▶ _Objective_
Copy out only the span from the line with "For every instance of the black sock, put" to the end of the data, both ends kept, word for word.

================================

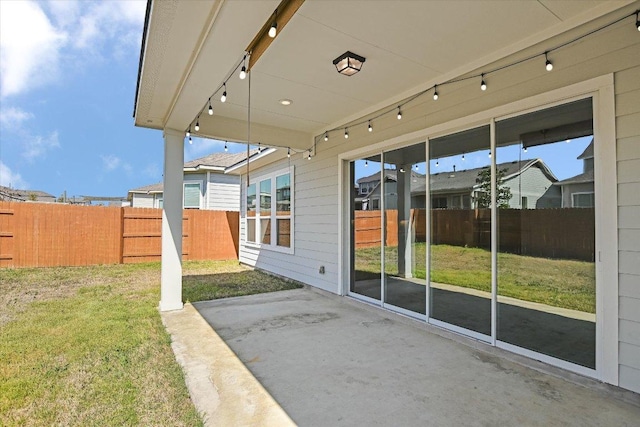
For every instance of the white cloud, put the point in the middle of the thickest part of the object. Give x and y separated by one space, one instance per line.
110 162
35 146
29 47
8 178
11 118
34 37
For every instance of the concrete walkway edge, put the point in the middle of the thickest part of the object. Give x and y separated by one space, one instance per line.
222 389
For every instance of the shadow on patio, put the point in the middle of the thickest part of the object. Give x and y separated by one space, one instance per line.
327 360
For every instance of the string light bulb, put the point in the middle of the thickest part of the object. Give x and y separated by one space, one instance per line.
223 98
274 26
243 70
548 64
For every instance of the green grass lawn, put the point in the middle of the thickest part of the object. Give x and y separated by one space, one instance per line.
86 345
560 283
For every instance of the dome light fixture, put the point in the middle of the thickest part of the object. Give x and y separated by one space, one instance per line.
349 63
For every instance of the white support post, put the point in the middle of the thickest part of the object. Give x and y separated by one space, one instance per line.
171 270
405 256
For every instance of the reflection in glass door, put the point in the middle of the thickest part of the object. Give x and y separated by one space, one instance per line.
546 251
366 229
460 221
404 229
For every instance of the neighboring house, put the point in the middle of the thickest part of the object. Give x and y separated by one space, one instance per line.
207 185
14 195
531 183
297 214
578 191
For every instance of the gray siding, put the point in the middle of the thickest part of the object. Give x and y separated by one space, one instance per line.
627 87
223 193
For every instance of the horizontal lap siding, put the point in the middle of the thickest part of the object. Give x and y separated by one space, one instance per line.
315 223
627 87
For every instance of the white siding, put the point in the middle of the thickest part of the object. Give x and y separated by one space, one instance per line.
223 192
142 200
627 87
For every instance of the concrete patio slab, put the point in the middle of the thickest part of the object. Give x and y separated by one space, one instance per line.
327 360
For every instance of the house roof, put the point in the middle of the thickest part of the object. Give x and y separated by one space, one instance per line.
588 152
583 178
191 48
7 193
219 160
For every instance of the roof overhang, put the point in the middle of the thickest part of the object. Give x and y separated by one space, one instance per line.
191 48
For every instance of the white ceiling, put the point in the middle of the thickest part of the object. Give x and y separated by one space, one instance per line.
408 45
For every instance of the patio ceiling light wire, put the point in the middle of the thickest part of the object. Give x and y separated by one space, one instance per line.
369 119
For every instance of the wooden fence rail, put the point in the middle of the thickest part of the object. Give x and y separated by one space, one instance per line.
550 233
47 235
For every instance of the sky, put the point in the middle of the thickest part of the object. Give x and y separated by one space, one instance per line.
68 72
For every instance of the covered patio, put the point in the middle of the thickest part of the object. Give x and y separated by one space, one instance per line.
315 359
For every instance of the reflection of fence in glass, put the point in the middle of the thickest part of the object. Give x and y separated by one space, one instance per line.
549 233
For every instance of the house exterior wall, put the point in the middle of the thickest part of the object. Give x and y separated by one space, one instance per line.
569 189
142 200
223 193
534 185
317 199
627 89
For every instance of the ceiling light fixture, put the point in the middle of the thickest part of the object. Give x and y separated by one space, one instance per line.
223 98
243 70
548 64
349 63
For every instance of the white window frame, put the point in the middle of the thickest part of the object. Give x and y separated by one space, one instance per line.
573 200
184 185
273 246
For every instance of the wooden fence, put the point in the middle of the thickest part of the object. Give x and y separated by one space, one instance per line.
46 235
550 233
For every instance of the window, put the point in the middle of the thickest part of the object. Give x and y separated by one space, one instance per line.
191 195
268 211
582 200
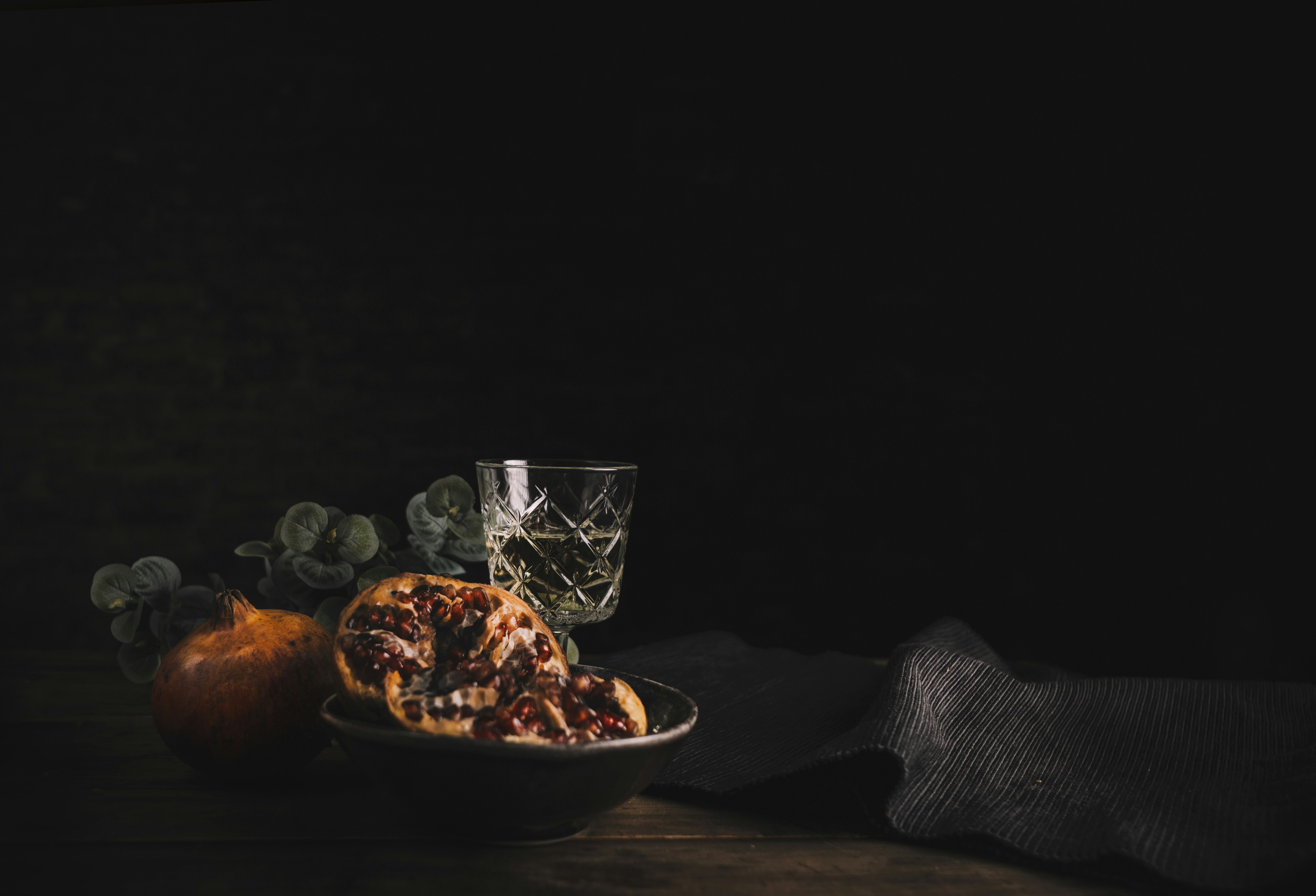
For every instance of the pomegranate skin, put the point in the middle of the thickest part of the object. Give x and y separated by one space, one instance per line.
240 695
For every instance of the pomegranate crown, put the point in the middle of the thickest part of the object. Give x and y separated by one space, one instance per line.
230 606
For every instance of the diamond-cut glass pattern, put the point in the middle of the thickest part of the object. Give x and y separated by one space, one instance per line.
557 537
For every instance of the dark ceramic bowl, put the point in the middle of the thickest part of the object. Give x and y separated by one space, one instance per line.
523 793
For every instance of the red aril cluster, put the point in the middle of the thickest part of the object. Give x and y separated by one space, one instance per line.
440 656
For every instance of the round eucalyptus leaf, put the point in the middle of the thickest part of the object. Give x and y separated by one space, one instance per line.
318 574
438 565
356 540
385 529
468 528
277 541
336 516
112 589
157 579
330 612
449 496
465 551
378 574
124 627
139 660
426 526
305 526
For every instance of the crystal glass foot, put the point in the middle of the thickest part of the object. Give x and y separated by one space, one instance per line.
557 535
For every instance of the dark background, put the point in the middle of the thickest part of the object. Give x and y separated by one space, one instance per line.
899 320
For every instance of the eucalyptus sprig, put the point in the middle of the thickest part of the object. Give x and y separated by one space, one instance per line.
445 522
175 610
316 551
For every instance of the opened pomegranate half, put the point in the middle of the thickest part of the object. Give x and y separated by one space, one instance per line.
435 654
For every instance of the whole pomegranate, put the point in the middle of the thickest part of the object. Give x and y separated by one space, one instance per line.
240 695
447 657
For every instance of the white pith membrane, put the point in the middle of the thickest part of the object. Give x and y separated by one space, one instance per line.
495 674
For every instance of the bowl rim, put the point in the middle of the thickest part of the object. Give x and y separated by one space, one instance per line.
377 733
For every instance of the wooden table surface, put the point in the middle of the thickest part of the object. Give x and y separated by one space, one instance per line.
93 795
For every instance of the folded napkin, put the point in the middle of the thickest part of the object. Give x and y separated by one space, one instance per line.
1207 783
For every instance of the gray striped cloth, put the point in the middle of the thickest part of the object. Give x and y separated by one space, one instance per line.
1206 783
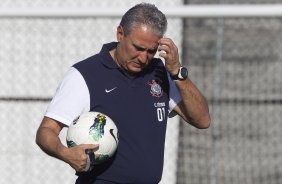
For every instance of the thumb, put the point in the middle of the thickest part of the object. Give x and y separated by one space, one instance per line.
92 147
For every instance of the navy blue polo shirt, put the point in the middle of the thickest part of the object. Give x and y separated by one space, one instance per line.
138 104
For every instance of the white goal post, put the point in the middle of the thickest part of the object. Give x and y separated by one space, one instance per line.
185 11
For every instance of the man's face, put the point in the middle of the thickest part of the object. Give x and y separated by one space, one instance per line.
136 50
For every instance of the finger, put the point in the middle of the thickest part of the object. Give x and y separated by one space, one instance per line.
93 147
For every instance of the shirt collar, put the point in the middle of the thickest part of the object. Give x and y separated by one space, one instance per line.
107 60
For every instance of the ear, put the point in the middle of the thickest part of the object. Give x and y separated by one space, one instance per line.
120 33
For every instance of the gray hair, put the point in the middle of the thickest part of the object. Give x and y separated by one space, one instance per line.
144 14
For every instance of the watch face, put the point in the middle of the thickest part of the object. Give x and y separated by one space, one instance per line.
184 72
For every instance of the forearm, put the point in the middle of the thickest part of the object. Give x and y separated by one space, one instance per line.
50 143
193 107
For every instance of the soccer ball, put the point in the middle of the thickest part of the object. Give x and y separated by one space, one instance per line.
94 128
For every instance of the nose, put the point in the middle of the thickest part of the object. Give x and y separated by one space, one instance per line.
143 57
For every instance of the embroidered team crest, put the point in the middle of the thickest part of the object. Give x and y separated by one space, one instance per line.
156 89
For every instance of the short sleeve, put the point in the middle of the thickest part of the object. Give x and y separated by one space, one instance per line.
71 98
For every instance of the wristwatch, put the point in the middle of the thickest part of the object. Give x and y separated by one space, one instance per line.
181 75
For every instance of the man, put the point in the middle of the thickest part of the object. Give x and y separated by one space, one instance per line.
138 91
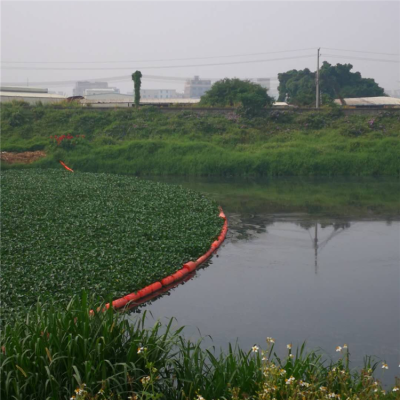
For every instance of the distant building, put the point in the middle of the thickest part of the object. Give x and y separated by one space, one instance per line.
393 93
28 94
89 92
159 94
106 96
264 82
81 86
371 101
195 88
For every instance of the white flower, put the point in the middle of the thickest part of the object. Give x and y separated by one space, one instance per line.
290 380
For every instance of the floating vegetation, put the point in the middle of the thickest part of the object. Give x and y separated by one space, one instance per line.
62 233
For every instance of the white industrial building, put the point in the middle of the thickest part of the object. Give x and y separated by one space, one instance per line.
370 101
195 88
29 95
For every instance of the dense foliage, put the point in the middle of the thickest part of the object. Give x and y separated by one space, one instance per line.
336 82
58 353
230 92
111 235
149 141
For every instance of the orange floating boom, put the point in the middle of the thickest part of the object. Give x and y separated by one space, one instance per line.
168 280
66 167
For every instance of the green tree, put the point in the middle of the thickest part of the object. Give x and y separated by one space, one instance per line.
137 82
336 82
250 96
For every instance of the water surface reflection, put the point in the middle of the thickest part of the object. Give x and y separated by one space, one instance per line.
325 278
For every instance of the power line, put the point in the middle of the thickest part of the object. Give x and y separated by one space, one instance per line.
155 67
152 60
365 52
362 58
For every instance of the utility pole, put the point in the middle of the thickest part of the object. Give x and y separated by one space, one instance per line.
316 248
317 81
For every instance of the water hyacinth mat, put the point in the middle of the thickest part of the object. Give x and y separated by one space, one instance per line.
63 232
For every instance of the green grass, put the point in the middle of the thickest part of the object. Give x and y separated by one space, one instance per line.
149 142
108 234
53 351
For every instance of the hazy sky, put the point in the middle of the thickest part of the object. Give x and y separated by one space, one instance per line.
139 34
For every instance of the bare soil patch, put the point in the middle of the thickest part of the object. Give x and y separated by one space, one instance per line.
26 157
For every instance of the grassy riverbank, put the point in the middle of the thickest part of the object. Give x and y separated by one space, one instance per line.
110 235
149 142
60 353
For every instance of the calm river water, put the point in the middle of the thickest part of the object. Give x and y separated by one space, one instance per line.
310 260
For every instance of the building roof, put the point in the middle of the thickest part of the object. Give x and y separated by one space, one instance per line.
371 101
124 98
31 95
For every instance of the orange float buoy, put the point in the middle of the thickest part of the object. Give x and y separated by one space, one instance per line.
66 167
178 275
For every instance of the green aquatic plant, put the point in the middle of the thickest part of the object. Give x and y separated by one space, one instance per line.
68 352
110 235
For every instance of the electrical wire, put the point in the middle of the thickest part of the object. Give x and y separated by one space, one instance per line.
155 67
167 59
359 51
361 58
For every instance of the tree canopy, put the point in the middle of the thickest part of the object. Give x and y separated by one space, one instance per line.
229 92
298 87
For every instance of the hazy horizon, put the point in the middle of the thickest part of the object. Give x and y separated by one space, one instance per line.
93 40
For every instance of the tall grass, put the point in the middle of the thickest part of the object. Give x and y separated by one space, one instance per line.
146 141
58 353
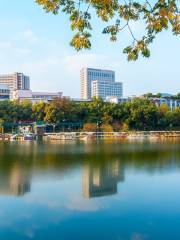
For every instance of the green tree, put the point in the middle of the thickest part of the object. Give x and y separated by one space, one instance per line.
143 115
119 15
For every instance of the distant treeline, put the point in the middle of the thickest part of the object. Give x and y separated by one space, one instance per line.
140 114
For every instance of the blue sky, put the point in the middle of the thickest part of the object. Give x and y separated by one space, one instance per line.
37 44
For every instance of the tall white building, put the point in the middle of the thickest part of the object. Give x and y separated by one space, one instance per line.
99 83
15 81
104 89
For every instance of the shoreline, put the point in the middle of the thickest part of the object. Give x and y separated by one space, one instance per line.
130 135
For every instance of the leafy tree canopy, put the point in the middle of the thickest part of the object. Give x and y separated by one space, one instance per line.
157 15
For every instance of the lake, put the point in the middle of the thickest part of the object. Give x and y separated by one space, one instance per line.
94 190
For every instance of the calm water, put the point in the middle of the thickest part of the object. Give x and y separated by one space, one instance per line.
90 191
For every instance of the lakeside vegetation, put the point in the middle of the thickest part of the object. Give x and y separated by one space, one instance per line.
140 114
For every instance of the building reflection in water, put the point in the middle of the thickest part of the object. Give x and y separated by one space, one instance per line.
15 182
101 179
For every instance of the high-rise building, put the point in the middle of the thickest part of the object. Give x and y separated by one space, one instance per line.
104 89
4 92
99 83
15 81
90 74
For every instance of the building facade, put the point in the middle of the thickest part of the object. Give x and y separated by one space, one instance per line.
104 89
88 75
4 92
15 81
35 96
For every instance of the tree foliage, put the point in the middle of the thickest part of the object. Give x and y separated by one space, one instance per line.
119 15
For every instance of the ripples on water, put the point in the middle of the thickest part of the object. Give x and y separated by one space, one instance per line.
96 190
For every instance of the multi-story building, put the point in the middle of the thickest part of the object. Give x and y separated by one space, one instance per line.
104 89
88 75
4 92
15 81
35 96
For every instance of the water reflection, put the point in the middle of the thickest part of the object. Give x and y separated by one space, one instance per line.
103 166
89 191
101 179
15 181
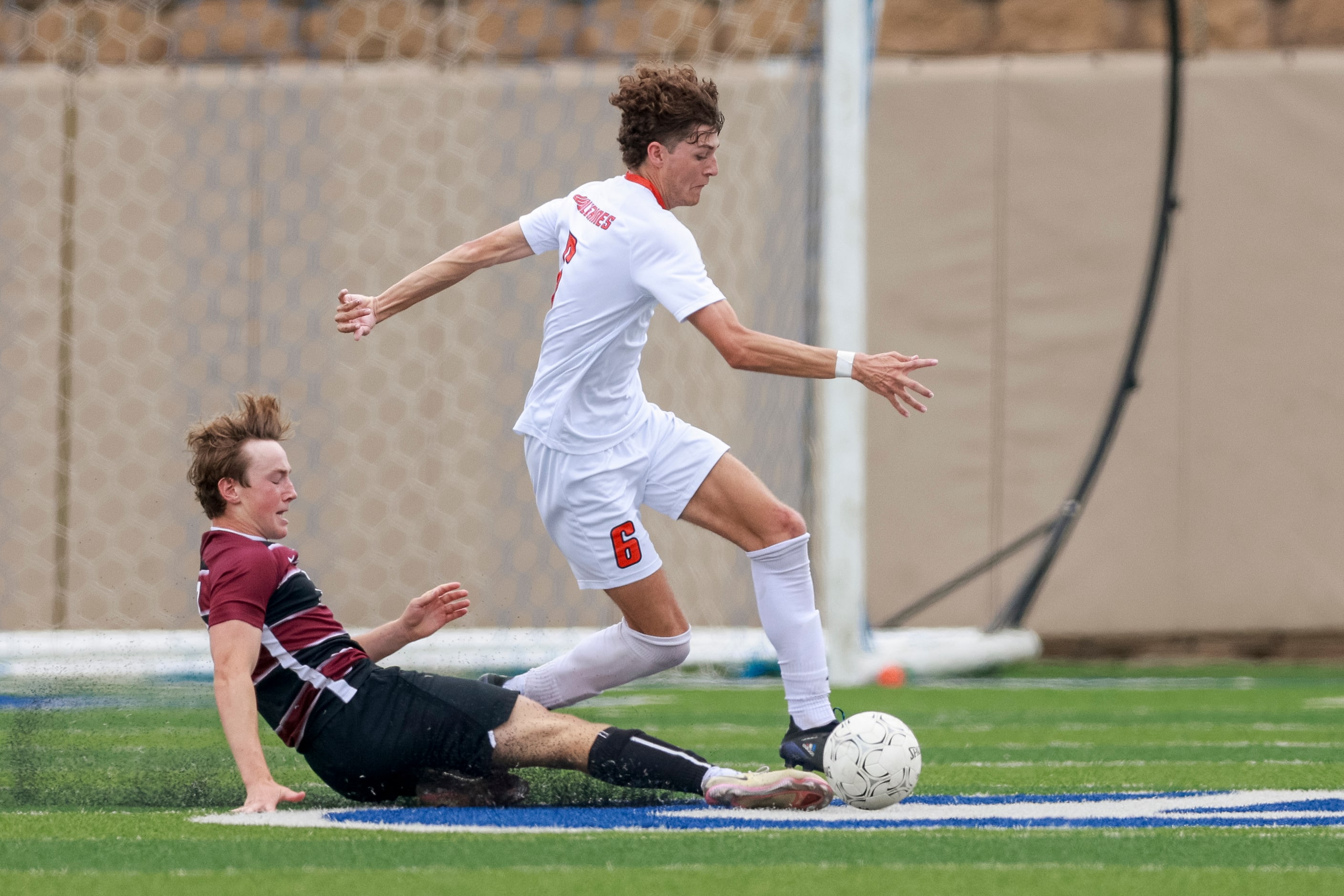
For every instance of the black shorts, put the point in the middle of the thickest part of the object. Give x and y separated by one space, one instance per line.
402 723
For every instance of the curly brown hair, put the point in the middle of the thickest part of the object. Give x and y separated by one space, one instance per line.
217 447
663 105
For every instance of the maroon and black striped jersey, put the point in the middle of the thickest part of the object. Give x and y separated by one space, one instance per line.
305 655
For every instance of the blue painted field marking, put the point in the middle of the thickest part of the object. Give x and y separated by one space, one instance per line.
1180 809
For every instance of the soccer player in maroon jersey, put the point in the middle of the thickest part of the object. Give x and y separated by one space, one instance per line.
375 732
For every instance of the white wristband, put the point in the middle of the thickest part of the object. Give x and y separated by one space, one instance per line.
844 365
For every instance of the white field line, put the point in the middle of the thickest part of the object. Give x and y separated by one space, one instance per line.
1119 763
1248 806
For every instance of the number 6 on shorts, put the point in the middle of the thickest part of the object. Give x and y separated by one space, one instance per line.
627 549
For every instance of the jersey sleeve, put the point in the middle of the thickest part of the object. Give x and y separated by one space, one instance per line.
667 264
244 582
542 226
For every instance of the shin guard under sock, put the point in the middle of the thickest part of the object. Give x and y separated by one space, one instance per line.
782 577
631 758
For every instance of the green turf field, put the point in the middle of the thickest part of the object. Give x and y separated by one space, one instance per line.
97 788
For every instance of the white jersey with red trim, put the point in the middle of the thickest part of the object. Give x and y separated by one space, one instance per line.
623 253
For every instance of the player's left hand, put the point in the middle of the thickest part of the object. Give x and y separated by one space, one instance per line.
265 796
887 375
355 315
433 610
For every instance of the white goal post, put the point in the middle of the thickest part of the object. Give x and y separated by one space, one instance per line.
843 324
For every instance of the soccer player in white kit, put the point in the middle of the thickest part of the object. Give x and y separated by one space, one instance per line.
597 449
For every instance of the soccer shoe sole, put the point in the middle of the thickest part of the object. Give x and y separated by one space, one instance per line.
788 789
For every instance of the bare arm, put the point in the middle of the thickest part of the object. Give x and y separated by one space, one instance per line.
425 615
748 350
234 646
359 313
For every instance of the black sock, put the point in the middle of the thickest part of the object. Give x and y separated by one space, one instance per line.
631 758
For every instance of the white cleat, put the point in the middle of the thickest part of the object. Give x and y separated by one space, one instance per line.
787 789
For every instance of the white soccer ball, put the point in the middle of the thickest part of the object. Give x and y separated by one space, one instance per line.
873 761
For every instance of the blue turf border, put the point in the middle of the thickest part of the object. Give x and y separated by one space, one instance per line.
1323 812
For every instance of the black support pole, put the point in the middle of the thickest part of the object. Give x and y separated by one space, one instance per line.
1015 610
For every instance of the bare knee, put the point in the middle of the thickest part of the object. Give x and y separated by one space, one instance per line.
537 737
784 524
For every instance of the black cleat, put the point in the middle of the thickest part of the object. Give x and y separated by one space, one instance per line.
804 749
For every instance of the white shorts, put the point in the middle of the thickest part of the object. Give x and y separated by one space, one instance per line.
591 503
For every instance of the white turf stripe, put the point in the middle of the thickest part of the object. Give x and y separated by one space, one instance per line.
1121 763
1241 809
672 753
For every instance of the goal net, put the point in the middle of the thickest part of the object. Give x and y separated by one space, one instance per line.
187 187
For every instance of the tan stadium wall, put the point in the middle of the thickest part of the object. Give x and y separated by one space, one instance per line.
217 214
1011 206
1014 203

================================

▶ _Written response_
For every instance of the black sock, put the point in the middle of the thickest part of the object. Give x and y separated by one space, one instance per line.
631 758
For every instance of the white cleat, put the point in the middle of the thickest part of the object. Give x and y separated by one space, one instance per line.
787 789
For every instance of the white soccer ball, put the point in the middle of the thickest part of the object. Give x and y separated by one space, one instance per line.
873 761
For every instance of the blue turf border, put the point in the middle of the thickest part of the object. Give x and y separated by one space, one instance per line.
1323 812
For every instance of the black support pole, put the point in the middle of the thickest part of the object. Give x and y separated by one space, one instance per line.
1015 610
For every instance of the bare knee, put the point in the middle of the thickest part of the object. Give x and y separated by one space, one instance per line.
537 737
784 524
For every instance of the black cleat, put the point in the middle of the thickest part of the object. Give x and y separated by one space, one instance per line.
804 749
For every instance of the white shorts, put the point in the middle of the thickest part of the object. Give x and y separated by one space, one instance per line.
591 503
For every instance of the white turf stripe, put the point in the middle of the thickest part of the object. Give x and y separated by one space, one instance per line.
1121 763
1241 809
672 753
For every instance of the goal net, put the point in the middle of the thickest part of the object. Give x and y separated by one space, one instance per line.
187 187
For every instance of the tan stadium wall, put the point in the middle of the thickest part of the object. Give x and y separated by one space, one instance per line.
217 214
1011 206
1014 203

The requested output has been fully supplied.